/---
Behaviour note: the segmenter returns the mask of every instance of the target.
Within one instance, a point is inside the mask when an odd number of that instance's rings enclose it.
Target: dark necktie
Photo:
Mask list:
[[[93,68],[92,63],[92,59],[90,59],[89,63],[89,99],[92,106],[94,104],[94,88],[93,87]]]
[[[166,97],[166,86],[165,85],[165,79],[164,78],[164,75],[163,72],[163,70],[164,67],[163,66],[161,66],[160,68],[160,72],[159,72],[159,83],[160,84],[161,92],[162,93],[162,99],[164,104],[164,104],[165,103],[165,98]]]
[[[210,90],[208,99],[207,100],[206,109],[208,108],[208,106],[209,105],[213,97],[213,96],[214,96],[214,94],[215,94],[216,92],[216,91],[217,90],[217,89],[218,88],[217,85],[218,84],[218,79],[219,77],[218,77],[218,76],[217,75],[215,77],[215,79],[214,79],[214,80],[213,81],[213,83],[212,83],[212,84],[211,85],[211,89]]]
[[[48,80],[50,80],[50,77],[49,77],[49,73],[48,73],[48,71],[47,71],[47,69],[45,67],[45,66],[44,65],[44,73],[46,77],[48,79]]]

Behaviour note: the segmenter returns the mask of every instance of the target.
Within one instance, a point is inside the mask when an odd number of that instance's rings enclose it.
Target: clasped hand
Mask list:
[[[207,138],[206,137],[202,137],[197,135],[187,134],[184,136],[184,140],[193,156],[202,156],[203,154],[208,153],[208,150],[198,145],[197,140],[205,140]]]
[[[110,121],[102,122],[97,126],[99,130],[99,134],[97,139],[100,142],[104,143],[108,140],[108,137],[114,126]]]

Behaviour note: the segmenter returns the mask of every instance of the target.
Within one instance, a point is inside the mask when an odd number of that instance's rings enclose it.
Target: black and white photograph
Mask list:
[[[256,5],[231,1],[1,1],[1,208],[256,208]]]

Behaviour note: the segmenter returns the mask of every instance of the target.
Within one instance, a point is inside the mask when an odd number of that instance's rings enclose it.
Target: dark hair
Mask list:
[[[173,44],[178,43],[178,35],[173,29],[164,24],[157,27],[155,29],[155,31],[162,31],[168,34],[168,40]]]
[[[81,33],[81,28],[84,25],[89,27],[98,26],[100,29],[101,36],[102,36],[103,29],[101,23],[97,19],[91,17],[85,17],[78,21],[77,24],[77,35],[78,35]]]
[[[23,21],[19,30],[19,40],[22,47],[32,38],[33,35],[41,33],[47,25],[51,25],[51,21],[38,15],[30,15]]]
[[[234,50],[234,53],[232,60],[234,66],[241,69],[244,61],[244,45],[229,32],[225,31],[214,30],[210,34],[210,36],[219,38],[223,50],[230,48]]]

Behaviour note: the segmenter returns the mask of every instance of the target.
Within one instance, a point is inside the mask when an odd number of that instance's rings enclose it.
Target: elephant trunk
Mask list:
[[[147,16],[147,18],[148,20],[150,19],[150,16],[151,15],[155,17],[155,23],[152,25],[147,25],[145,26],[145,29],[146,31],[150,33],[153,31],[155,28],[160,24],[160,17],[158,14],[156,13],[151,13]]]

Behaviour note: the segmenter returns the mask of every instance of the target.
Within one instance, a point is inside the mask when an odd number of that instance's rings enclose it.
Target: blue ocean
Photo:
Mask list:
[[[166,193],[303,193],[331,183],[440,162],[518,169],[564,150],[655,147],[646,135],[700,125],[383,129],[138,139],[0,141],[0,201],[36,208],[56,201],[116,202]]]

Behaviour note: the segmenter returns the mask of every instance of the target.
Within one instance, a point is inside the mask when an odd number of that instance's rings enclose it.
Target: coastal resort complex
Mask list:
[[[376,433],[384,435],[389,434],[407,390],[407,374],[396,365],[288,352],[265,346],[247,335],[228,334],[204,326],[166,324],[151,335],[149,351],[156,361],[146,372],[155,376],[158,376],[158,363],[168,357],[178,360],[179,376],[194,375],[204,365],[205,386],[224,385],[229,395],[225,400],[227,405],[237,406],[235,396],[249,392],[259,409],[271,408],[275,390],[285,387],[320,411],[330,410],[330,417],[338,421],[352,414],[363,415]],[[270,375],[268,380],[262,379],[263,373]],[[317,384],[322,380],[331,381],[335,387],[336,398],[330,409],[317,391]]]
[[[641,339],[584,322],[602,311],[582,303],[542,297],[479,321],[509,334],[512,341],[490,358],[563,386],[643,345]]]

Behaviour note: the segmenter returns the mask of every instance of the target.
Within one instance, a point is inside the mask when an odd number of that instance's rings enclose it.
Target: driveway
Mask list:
\---
**PROBLEM STATEMENT**
Rescale everything from the start of the records down to the line that contains "[[[256,5],[231,1],[1,1],[1,208],[256,208]]]", both ends included, and give only those lines. Multiply each outline coordinate in the answers by 2.15 and round to whole numbers, with halves rounding up, and keep all other lines unchanged.

**RESPONSE TO THE TASK**
Behaviour note: the segmenter returns the mask of every instance of the target.
Within one instance, a point is inside the mask when an odd number of that instance's rings enclose it.
Target: dark necktie
Photo:
Mask list:
[[[200,146],[198,135],[198,127],[194,127],[191,135],[191,213],[198,228],[202,224],[202,189],[200,187]]]
[[[357,209],[357,185],[355,183],[355,170],[353,168],[353,161],[350,155],[350,151],[353,144],[350,142],[346,142],[344,146],[344,155],[342,155],[342,178],[344,181],[346,198],[348,200],[348,213],[353,224],[353,224],[355,221],[355,211]]]
[[[452,194],[447,213],[445,215],[443,234],[447,232],[447,228],[449,226],[458,209],[458,206],[460,206],[460,202],[462,202],[464,198],[464,196],[467,194],[467,191],[469,189],[467,183],[469,181],[469,170],[471,166],[469,166],[469,163],[467,161],[462,166],[462,170],[460,170],[460,172],[458,174],[458,178],[456,178],[456,181],[454,183],[454,191]]]
[[[103,172],[108,172],[108,166],[105,166],[105,157],[103,157],[103,153],[101,153],[101,148],[97,144],[97,142],[95,140],[95,157],[99,166],[103,170]]]

Behaviour note: the segmenter returns the mask of every instance of the target.
Within one instance, a point is inside the mask when an odd number of that instance's rings enclose it.
Target: clasped hand
Mask list:
[[[445,297],[443,295],[434,295],[424,290],[402,288],[396,292],[396,301],[415,335],[434,335],[436,331],[447,329],[447,323],[426,312],[424,301],[441,301]]]
[[[237,260],[219,262],[209,271],[213,280],[213,288],[209,299],[215,305],[224,307],[232,301],[232,295],[245,271]]]

Behaviour note: the segmenter returns the mask of every instance of the target.
Within one instance, a point is inside the mask when an odd number of that instance's rings enclose it.
Target: black and white photograph
Mask list:
[[[550,11],[497,2],[2,2],[2,447],[550,447]]]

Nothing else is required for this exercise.